● Exercise aim
Filter the listing below, keeping only the lines with the word "garage".

== Data excerpts

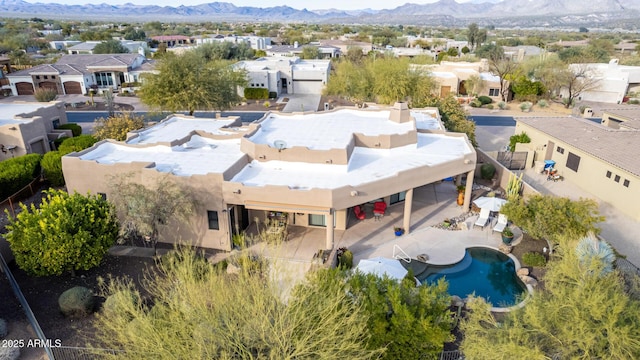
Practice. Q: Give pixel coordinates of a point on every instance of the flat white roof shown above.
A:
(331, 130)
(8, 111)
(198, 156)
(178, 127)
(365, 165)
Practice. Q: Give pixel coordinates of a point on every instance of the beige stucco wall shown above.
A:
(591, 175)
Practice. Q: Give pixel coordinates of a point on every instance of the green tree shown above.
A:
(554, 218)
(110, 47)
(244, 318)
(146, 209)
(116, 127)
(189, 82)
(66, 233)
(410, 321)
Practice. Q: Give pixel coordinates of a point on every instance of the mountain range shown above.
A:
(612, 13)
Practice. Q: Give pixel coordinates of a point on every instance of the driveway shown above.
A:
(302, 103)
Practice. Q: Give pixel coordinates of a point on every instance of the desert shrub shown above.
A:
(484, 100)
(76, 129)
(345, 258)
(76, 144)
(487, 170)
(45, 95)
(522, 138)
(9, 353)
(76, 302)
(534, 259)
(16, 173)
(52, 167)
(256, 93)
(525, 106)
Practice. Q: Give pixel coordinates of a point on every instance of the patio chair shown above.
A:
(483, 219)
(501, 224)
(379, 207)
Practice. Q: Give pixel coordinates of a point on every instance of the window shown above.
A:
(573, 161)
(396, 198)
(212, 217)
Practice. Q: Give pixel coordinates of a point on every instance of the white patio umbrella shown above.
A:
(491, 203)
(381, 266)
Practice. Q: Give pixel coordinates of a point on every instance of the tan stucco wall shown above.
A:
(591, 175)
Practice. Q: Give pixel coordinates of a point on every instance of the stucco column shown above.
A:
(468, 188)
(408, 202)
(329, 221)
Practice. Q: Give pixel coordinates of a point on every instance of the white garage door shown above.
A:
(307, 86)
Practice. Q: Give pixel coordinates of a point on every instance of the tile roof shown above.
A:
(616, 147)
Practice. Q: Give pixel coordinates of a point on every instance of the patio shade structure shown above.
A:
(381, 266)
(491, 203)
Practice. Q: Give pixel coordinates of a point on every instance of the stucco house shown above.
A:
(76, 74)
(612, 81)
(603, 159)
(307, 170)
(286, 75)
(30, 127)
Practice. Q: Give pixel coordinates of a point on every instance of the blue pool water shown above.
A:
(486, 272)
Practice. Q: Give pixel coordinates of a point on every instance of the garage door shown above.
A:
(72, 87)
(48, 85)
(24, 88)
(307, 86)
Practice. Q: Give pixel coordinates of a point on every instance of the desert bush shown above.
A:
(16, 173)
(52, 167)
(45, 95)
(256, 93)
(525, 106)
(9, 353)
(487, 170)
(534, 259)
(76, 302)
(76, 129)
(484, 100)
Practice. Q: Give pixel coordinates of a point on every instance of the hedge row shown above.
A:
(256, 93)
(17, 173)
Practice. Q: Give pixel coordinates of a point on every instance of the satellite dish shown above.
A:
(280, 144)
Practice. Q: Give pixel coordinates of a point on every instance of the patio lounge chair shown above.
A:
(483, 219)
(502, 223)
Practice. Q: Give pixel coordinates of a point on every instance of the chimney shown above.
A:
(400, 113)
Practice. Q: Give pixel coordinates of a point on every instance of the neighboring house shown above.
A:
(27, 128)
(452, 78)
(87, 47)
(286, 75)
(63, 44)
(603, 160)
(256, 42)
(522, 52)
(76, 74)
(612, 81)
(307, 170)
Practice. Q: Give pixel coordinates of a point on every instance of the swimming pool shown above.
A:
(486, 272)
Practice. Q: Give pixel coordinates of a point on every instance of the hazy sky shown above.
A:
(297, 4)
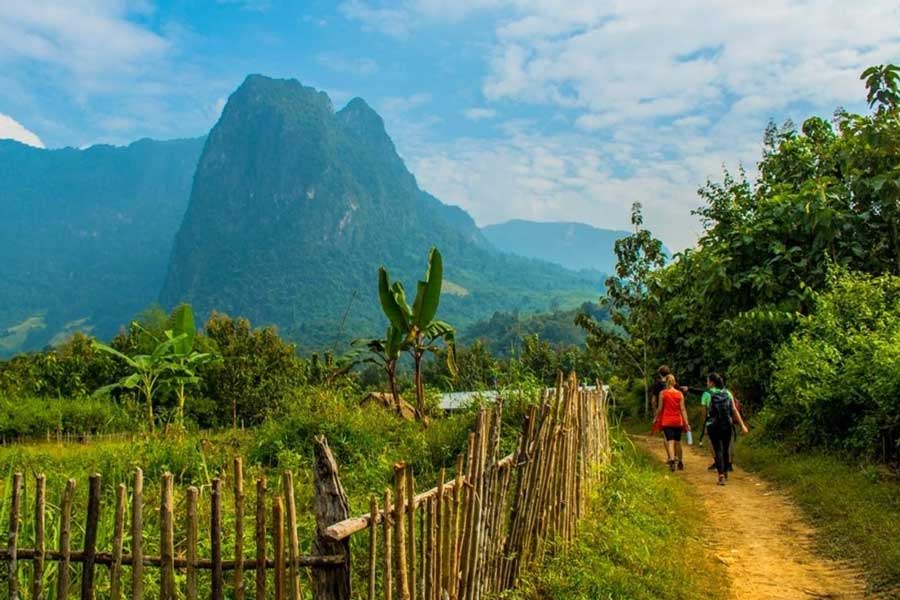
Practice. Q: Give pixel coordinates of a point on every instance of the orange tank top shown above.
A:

====

● Task result
Practice. Q: Give pixel coordinates of a point on every instance of the white garage door shown above.
Practice. Q: Give pixel coordinates of a point on every instance of the garage door shown above.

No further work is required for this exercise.